**DATASET ENTRIES**
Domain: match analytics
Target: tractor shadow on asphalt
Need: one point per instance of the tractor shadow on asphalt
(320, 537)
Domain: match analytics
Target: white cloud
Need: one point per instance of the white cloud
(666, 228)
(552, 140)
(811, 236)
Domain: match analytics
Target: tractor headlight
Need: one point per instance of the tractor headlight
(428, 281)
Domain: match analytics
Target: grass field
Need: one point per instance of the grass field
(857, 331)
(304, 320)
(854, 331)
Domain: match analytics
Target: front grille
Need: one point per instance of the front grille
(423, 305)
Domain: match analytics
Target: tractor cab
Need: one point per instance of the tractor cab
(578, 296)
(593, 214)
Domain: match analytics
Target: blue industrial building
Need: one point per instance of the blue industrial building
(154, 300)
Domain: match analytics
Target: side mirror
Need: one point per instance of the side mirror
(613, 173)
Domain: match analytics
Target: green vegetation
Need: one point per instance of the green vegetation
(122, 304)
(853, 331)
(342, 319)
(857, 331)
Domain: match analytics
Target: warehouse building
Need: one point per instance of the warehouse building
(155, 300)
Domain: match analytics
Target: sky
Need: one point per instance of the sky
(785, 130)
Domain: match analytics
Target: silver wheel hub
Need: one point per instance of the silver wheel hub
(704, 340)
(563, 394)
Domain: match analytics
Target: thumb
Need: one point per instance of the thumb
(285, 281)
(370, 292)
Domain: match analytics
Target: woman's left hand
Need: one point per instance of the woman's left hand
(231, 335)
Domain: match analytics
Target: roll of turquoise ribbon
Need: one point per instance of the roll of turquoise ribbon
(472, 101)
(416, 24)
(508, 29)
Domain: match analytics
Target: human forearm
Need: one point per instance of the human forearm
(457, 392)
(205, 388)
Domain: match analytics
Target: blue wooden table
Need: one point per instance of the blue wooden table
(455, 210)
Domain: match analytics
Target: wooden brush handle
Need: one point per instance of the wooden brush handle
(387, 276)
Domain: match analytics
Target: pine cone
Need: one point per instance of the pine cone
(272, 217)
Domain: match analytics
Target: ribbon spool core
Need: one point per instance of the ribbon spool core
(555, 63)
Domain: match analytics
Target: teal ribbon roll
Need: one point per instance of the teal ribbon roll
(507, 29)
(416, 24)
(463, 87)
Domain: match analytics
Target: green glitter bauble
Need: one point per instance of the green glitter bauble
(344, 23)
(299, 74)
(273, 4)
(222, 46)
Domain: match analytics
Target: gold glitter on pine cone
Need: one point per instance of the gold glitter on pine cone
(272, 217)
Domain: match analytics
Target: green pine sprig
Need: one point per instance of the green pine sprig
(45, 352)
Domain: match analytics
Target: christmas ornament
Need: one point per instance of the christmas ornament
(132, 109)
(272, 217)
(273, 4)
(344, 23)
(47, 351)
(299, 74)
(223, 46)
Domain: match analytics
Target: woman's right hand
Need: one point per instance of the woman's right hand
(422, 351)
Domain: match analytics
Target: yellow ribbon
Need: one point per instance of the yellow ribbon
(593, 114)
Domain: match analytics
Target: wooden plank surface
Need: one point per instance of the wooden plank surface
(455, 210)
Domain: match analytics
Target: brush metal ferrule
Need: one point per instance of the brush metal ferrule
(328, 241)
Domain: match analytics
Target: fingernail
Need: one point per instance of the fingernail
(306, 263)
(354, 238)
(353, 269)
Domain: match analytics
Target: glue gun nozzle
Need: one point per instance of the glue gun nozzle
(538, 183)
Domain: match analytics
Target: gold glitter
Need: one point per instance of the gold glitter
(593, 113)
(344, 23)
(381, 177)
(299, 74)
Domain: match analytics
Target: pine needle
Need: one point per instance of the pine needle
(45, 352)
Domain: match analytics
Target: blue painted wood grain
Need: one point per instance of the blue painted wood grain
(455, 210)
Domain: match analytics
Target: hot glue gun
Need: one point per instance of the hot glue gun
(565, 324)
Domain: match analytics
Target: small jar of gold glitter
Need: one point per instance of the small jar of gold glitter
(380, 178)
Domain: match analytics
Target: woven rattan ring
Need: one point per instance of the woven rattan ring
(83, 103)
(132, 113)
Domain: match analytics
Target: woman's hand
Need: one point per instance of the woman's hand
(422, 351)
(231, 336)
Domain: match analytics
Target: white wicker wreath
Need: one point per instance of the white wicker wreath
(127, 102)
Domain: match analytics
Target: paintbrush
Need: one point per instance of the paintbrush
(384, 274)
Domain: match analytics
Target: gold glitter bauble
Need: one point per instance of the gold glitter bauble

**INSTRUCTIONS FOR THE TASK**
Would you reproduce all the entries exactly?

**EXERCISE RESULT**
Domain: match analytics
Target: tractor shadow on asphalt
Need: one point per instance of the tractor shadow on asphalt
(320, 537)
Domain: match analytics
Target: white cloud
Need: one point per instance of the white cloud
(666, 228)
(552, 140)
(811, 236)
Domain: match analytics
Target: tractor headlight
Need: one point per instance of the tractor headlight
(428, 281)
Domain: match analytics
Target: grass field
Need: one point per instance of the grass field
(857, 331)
(304, 320)
(854, 331)
Domain: match analytics
Target: front grille
Need: one point per instance of the front grille
(423, 305)
Domain: match analytics
Target: tractor cab
Need: one point per instance of the tractor cab
(578, 296)
(593, 214)
Domain: match analytics
Target: blue industrial building
Need: one point per instance of the blue industrial building
(154, 300)
Domain: match analytics
Target: side mirror
Need: one point per instance of the side mirror
(613, 173)
Domain: match analytics
Target: green vegetation
Need: one point per instance of the green vegetation
(122, 304)
(853, 331)
(342, 319)
(857, 331)
Domain: match analytics
Target: warehouse building
Need: one point per instance of the warehouse building
(155, 300)
Domain: match analytics
Target: sky
Need: one point per instance of the sky
(785, 130)
Domain: match analytics
Target: silver wheel hub
Need: one point per instance of the silver wheel hub
(704, 340)
(563, 394)
Domain: match analytics
Target: thumb
Need: one point per instance of the thumb
(285, 281)
(370, 292)
Domain: match analytics
Target: woman's left hand
Need: one point per instance of the woman's left hand
(231, 335)
Domain: match analytics
Target: roll of turquoise ribbon
Need: one point per instance of the roll of turquoise ribbon
(472, 101)
(416, 24)
(508, 29)
Domain: match analytics
Target: human forearm
Need: one point per instance of the human forearm
(457, 392)
(205, 388)
Domain: match analytics
Target: blue wooden table
Need: one point per instance of the blue wooden table
(455, 210)
Domain: match analytics
Target: wooden brush handle
Need: one point per instance of the wooden brush handle
(387, 276)
Domain: match analytics
Target: pine cone
Need: one point per instance of the pine cone
(272, 217)
Domain: match analytics
Target: ribbon spool core
Need: one point per instance of the ribbon spool core
(555, 63)
Domain: match analytics
Target: teal ribbon roll
Need: one point per instance of the teal ribbon roll
(507, 29)
(416, 24)
(463, 87)
Domain: match analytics
Target: green glitter bauble
Need: one point per instance of the green glitter bauble
(344, 23)
(299, 74)
(273, 4)
(222, 46)
Domain: match analytics
Target: gold glitter on pine cone
Need: one point per instance of the gold glitter on pine cone
(272, 217)
Domain: match analytics
Target: green pine sprig
Need: one point per instance of the green pine sprig
(45, 352)
Domain: match analytics
Target: christmas ornament
Need: one point per instance of the christmas ornament
(132, 109)
(272, 217)
(273, 4)
(344, 23)
(47, 351)
(299, 74)
(223, 46)
Domain: match analytics
Target: woman's right hand
Need: one point per instance of the woman's right hand
(422, 351)
Domain: match analytics
Target: yellow ribbon
Need: one point per instance of the yellow ribbon
(593, 114)
Domain: match analytics
Target: wooden plank surface
Need: one point per instance of the wooden plank surface
(455, 210)
Domain: match analytics
Target: brush metal ferrule
Need: one point per instance of the brush metal ferrule
(328, 241)
Domain: match analytics
Target: fingernail
Need: one point per instance of the fingernail
(306, 263)
(354, 238)
(353, 269)
Domain: match analytics
Target: glue gun nozzle
Need: one point per instance of the glue gun nozzle
(538, 183)
Domain: match analytics
Target: gold glitter
Need: one point per instance of the gold glitter
(593, 113)
(344, 23)
(381, 177)
(299, 74)
Domain: match analytics
Target: pine needle
Need: one point per instance of the pine needle
(45, 352)
Domain: match analytics
Target: blue painted wood grain
Need: one point per instance of the blue painted wood grain
(455, 210)
Domain: match analytics
Target: hot glue gun
Need: one point per instance of the hot glue gun
(565, 324)
Domain: match analytics
Target: small jar of gold glitter
Need: one point per instance of the small jar of gold glitter
(380, 178)
Domain: match analytics
Target: woven rattan ring
Need: one point per instance of the woven rattan ring
(83, 103)
(132, 113)
Domain: match analytics
Target: woman's hand
Need: one point per instance of the woman's hand
(422, 351)
(231, 336)
Domain: match analytics
Target: white wicker wreath
Need: one point per instance of the white wicker wreath
(127, 102)
Domain: match analytics
Target: paintbrush
Need: one point per instance of the paintbrush
(384, 274)
Domain: match analytics
Target: gold glitter bauble
Need: one point per instance of the gold glitter bauble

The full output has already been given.